§ Selection
----

Despite several attempts to substantiate the WM test (e.g., Prakash et al. 2009; Kayabali 2011, 2013; Rehman et al. 2019; Özer and Yavuz 2021; Pratama et al. 2021), the geotechnical community remains somewhat hesitant of its adoption in routine practice. That is, the withdrawal of MM-testing for SL determination of fine-grained soils has been met by the following undesirable outcomes: (i) removing the SL parameter from routine soil identification tests, reinforced by the notion that this Atterberg limit has relatively limited practical significance compared to the LL and PL parameters; (ii) relying on empirical-type correlations to estimate SL_MM as a function of soil plasticity; or (iii) continuing the use of the MM test, with this practice being more prevalent in geotechnical engineering research (e.g., Jha et al. 2020; Sujatha et al. 2021; Süt Ünver et al. 2021; Pradeep and Mayakrishnan 2023; Prakash et al. 2024). Given that the MM (ASTM D427 2004) and WM (ASTM D4943 2018) tests offer similar degrees of repeatability and reproducibility for SL determination of fine-grained soils, it is the authors’ viewpoint that greater and more widespread use of the SL_WM parameter would be encouraged by statistical demonstration of its agreement with the conventional SL_MM parameter through investigating a range of diverse fine-grained soils.

In view of the above, this paper revisits the SL_MM:SL_WM relationship to better understand the true potentials and/or limitations of WM-testing for SL determination of fine-grained soils. This is achieved by performing a series of critical statistical analyses using the largest and most diverse database of its kind, to date, consisting of SL_MM:SL_WM measurements for 168 different fine-grained soil materials (with LL = 31.6–362.0 %WC and PI = 8.2–318.0 %WC). The reliability of empirical-type correlations in estimating SL_MM as a function of soil plasticity is also investigated. Finally, an attempt, for the first time, is made to evaluate the SL_WM (i.e., in lieu of the SL_MM) parameter for soil expansivity assessments using existing SL_MM-based classification approaches.

----

§ Supplied information
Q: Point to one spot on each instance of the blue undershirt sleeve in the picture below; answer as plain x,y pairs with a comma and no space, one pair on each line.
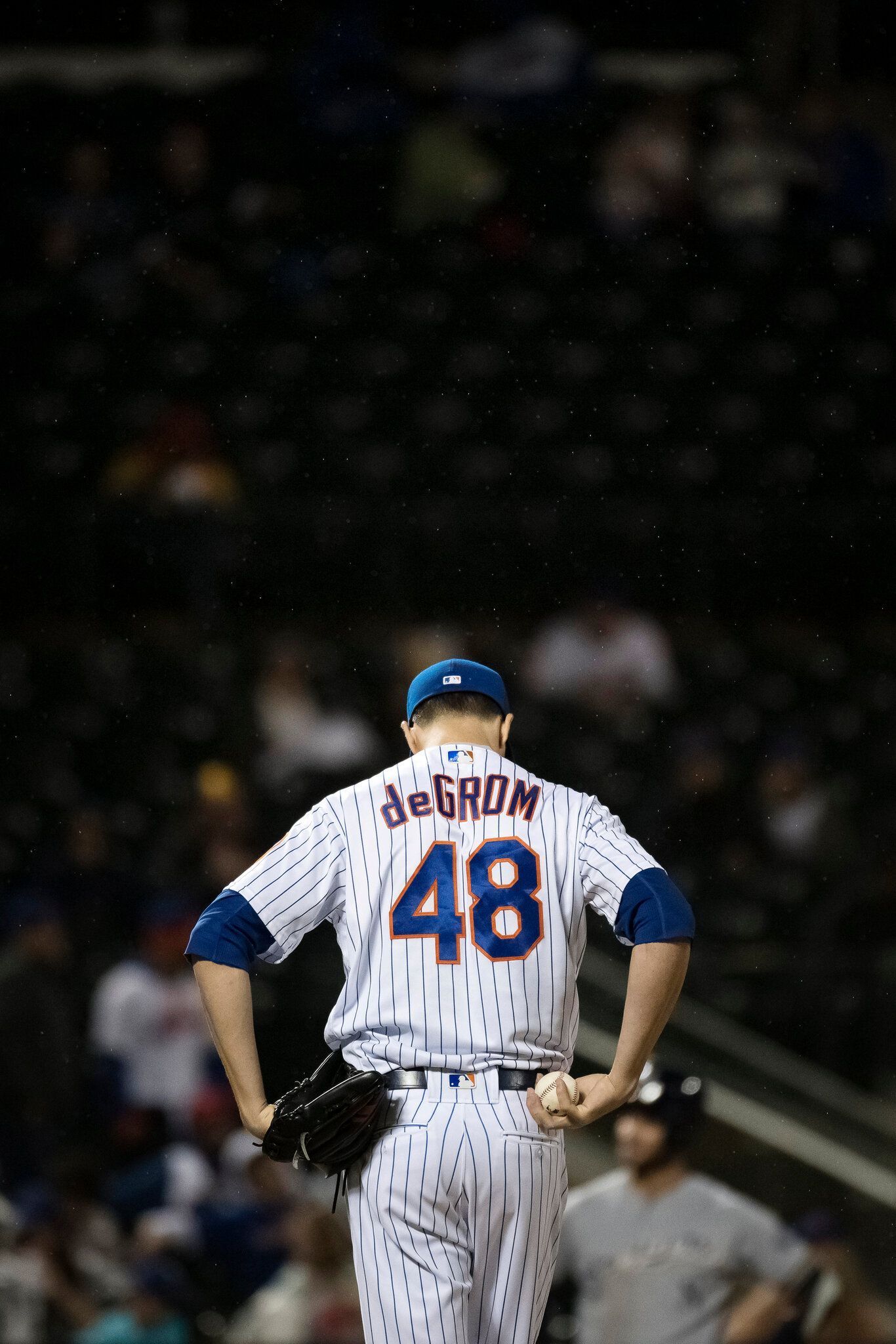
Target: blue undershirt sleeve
653,910
230,933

----

§ What this exercise asks
1. In the passage on shrinkage limit testing, how many different fine-grained soil materials does the paper's database cover?
2. From the passage on shrinkage limit testing, copy the part that begins with the words "In view of the" and ends after the words "SL_MM-based classification approaches.".

§ Responses
1. 168

2.
In view of the above, this paper revisits the SL_MM:SL_WM relationship to better understand the true potentials and/or limitations of WM-testing for SL determination of fine-grained soils. This is achieved by performing a series of critical statistical analyses using the largest and most diverse database of its kind, to date, consisting of SL_MM:SL_WM measurements for 168 different fine-grained soil materials (with LL = 31.6–362.0 %WC and PI = 8.2–318.0 %WC). The reliability of empirical-type correlations in estimating SL_MM as a function of soil plasticity is also investigated. Finally, an attempt, for the first time, is made to evaluate the SL_WM (i.e., in lieu of the SL_MM) parameter for soil expansivity assessments using existing SL_MM-based classification approaches.